> YOUR INSTRUCTIONS:
In the listing below, how many lines contain "grass"? Answer with the number alone.

> MATERIAL PROVIDED:
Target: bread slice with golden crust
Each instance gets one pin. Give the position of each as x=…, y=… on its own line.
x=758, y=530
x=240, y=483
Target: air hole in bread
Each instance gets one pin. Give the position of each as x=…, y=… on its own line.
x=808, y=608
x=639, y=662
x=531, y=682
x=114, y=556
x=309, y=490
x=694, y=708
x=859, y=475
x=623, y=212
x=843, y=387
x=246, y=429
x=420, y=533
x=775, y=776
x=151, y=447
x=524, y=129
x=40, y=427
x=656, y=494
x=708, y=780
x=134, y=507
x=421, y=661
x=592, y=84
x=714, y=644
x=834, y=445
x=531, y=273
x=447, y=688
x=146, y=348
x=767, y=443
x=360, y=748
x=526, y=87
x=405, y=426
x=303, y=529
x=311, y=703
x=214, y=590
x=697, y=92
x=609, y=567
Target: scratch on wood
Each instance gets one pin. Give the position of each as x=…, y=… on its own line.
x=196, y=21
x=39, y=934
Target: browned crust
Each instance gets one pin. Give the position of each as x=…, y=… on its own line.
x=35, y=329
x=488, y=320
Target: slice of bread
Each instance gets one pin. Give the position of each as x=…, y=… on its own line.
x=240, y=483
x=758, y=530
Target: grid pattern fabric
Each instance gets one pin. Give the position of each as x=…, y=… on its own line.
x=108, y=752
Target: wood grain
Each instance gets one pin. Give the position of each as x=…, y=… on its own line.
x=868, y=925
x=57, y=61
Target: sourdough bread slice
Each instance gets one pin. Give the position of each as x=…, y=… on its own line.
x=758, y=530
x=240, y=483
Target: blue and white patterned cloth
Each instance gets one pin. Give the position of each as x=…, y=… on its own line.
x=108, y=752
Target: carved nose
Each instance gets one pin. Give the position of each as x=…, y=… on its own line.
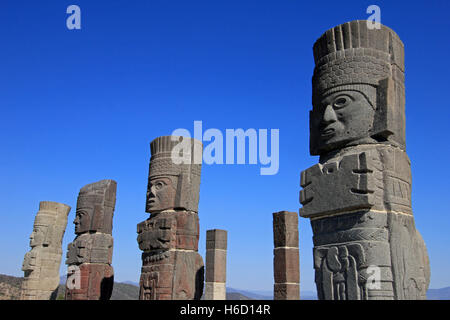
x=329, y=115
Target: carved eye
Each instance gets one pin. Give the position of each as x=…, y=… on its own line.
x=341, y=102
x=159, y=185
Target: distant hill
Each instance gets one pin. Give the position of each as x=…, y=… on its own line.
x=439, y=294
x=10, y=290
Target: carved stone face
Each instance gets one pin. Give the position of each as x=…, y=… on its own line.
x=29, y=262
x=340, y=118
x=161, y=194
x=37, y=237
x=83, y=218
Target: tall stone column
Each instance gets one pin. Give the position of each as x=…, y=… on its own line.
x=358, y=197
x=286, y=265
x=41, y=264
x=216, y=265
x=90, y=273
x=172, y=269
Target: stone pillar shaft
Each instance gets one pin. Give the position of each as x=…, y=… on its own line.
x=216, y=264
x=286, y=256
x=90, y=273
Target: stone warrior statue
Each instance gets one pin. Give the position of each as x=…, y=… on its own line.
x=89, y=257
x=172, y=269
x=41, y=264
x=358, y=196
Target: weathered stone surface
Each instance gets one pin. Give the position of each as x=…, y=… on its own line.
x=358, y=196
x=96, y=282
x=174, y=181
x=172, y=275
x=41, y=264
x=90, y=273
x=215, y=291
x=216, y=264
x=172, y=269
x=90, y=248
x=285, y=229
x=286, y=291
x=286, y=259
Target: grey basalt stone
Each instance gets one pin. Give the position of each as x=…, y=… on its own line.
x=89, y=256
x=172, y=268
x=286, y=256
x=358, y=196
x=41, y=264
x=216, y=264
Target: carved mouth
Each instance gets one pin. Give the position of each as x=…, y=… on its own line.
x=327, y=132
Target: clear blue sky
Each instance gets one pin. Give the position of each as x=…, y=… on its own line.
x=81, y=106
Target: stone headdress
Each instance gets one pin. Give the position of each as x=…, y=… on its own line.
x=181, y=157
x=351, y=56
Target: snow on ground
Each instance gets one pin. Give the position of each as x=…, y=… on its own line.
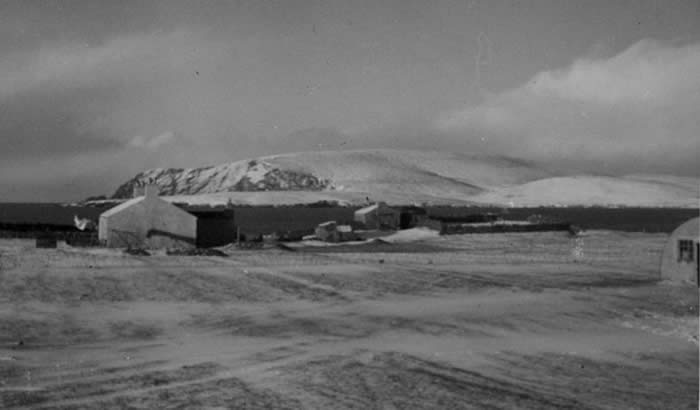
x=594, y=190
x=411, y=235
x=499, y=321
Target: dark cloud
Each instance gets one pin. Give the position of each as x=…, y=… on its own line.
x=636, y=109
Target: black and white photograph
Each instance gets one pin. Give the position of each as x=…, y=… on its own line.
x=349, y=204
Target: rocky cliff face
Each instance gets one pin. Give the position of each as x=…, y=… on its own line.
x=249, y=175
...
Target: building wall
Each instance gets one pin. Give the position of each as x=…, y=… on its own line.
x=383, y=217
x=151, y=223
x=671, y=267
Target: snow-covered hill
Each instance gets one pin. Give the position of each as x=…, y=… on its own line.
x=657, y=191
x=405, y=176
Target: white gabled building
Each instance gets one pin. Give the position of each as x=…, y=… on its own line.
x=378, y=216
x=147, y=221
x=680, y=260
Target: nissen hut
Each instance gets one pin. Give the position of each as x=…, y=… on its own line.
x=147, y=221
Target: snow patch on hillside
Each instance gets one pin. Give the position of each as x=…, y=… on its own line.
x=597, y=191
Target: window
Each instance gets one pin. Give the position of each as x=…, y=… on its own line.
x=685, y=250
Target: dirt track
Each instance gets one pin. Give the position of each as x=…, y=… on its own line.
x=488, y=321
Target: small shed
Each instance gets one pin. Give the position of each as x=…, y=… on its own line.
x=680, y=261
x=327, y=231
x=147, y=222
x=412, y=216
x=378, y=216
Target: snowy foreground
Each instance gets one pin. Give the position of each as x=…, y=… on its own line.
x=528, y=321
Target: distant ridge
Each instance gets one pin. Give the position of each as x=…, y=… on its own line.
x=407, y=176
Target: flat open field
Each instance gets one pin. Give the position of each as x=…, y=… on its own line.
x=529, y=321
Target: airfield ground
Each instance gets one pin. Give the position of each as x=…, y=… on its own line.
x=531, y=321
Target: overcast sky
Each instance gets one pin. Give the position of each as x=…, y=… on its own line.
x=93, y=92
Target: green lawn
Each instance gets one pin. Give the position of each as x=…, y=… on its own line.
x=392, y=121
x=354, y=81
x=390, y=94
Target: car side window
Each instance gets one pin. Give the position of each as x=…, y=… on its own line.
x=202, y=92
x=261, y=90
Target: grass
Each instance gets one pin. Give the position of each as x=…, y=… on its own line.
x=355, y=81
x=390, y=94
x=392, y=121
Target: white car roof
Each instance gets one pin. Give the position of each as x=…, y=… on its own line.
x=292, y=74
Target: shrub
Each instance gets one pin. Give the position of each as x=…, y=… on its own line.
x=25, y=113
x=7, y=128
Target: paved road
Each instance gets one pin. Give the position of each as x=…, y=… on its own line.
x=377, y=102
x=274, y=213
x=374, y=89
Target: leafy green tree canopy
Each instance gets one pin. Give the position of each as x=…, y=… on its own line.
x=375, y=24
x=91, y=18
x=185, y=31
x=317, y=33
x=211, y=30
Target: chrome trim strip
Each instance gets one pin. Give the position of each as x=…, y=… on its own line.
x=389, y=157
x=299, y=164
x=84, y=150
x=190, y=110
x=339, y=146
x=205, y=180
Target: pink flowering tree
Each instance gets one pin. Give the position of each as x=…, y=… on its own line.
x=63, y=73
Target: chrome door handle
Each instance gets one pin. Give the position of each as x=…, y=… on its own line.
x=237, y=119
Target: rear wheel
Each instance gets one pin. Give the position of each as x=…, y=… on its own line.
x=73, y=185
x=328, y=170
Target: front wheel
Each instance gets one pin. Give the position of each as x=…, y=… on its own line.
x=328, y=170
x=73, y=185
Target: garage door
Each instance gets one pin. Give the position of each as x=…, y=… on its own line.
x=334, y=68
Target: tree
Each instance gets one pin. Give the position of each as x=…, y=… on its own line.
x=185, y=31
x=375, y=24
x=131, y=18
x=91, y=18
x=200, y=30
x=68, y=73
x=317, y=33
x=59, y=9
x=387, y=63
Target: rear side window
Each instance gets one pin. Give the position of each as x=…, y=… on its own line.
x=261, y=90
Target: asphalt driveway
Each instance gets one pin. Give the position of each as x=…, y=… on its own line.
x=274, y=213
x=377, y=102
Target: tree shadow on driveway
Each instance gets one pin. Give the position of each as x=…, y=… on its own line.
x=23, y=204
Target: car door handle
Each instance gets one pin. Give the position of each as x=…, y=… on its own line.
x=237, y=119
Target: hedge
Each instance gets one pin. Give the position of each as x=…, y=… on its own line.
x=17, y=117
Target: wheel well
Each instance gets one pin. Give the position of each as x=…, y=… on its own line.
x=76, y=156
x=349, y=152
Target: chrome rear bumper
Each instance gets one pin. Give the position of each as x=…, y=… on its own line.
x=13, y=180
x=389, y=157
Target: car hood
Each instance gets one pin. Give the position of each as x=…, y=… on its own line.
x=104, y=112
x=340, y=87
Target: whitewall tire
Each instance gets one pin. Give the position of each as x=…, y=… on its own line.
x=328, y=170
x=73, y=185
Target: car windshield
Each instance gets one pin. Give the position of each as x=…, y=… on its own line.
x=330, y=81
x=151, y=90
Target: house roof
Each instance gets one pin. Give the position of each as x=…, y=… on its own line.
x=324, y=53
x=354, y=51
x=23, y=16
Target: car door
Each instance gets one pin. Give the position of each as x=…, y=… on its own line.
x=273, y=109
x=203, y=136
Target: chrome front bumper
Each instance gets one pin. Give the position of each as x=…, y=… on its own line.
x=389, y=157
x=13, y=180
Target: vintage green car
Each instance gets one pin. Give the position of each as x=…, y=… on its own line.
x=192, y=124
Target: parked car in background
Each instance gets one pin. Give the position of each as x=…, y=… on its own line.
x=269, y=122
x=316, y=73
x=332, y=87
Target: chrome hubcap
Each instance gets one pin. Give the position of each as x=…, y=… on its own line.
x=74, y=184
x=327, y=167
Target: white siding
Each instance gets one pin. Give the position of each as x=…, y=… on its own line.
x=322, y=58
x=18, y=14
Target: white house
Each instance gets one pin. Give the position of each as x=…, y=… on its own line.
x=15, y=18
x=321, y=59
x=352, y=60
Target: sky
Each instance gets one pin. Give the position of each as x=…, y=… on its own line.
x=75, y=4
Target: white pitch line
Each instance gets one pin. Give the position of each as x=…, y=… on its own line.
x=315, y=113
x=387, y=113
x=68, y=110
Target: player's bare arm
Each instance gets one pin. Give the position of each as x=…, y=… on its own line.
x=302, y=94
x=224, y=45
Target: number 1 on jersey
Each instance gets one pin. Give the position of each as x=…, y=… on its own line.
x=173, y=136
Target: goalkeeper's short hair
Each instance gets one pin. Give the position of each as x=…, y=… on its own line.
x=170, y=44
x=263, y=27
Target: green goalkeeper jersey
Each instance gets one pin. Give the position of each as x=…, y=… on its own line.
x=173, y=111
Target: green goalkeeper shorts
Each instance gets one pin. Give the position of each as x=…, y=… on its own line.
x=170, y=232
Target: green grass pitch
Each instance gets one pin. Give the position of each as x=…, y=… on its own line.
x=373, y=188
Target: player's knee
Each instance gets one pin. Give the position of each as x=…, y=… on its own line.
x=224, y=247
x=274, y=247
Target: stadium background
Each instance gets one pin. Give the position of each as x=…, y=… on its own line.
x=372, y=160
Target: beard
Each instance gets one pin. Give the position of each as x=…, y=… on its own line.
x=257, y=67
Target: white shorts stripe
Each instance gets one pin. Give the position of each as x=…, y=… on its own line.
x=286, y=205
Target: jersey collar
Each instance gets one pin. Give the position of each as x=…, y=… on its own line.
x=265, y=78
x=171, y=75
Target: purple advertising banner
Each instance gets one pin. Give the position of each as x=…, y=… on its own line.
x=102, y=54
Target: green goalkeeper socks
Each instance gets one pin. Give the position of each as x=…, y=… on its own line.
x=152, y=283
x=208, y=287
--
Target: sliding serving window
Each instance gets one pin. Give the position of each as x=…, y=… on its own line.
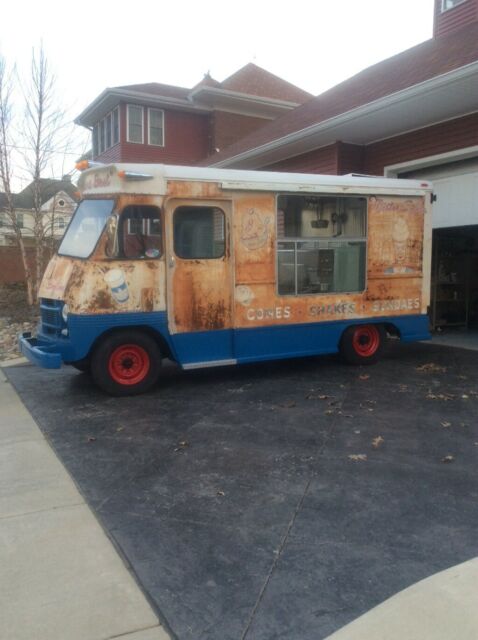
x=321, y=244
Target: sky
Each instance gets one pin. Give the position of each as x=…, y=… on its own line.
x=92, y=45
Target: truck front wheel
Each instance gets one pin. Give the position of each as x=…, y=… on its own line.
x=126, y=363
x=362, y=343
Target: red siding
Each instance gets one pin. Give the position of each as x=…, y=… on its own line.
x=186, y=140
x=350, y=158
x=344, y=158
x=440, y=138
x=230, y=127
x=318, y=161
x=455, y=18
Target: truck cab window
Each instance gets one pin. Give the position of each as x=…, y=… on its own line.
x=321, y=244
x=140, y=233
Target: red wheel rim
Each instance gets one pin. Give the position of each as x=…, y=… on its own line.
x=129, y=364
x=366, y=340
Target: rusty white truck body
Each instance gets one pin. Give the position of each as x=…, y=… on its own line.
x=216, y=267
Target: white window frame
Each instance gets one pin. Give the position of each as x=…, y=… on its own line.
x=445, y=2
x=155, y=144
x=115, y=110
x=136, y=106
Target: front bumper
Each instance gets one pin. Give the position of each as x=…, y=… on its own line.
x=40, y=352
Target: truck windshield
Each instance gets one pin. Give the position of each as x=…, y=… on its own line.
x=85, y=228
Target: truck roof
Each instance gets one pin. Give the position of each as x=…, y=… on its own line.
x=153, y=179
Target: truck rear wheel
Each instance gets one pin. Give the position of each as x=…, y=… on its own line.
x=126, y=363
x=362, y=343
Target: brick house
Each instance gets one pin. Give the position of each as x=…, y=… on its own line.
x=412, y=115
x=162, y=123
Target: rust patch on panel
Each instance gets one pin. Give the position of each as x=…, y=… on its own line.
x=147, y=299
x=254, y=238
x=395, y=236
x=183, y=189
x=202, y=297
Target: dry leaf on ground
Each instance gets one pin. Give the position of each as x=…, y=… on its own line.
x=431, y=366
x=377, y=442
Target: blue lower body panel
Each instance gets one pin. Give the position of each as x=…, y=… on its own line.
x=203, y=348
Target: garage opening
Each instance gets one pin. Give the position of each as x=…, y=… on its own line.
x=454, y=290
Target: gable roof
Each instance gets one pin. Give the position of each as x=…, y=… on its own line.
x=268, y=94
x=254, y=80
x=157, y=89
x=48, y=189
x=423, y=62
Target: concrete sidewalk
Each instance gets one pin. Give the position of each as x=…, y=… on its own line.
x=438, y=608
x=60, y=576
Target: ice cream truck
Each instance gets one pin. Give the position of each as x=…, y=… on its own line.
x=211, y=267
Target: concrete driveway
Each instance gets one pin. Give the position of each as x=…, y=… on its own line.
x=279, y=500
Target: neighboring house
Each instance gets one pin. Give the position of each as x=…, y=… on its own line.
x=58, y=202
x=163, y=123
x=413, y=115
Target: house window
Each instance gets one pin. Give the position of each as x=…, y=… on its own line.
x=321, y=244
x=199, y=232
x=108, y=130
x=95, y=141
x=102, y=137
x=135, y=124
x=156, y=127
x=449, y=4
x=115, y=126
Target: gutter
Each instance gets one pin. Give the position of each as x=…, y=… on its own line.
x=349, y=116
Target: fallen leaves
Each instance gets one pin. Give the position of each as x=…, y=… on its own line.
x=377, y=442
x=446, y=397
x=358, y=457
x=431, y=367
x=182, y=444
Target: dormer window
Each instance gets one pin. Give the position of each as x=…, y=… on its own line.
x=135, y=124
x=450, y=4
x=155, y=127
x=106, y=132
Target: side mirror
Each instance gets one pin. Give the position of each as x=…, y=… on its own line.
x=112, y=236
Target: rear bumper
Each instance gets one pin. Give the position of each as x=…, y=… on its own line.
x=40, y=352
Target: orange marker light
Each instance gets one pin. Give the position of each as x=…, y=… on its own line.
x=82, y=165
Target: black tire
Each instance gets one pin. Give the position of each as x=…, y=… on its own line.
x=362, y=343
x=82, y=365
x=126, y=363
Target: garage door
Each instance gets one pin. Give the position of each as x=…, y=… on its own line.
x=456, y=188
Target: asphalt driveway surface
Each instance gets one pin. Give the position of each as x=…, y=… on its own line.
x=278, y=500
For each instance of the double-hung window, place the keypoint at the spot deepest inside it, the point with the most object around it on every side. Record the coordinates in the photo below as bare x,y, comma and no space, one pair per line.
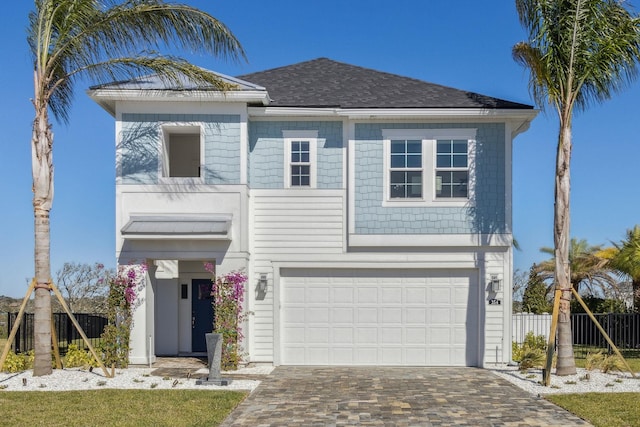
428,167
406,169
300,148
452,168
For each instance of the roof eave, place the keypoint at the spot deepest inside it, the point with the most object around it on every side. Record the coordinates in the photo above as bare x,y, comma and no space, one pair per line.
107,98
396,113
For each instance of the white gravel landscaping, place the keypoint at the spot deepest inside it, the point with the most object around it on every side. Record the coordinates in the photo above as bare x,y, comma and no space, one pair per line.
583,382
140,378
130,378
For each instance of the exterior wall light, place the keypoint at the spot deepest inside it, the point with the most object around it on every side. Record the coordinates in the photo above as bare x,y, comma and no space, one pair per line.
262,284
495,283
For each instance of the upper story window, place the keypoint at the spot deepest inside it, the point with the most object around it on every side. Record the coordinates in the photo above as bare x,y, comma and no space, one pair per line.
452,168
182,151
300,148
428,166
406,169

> WRITTEN REPLY:
2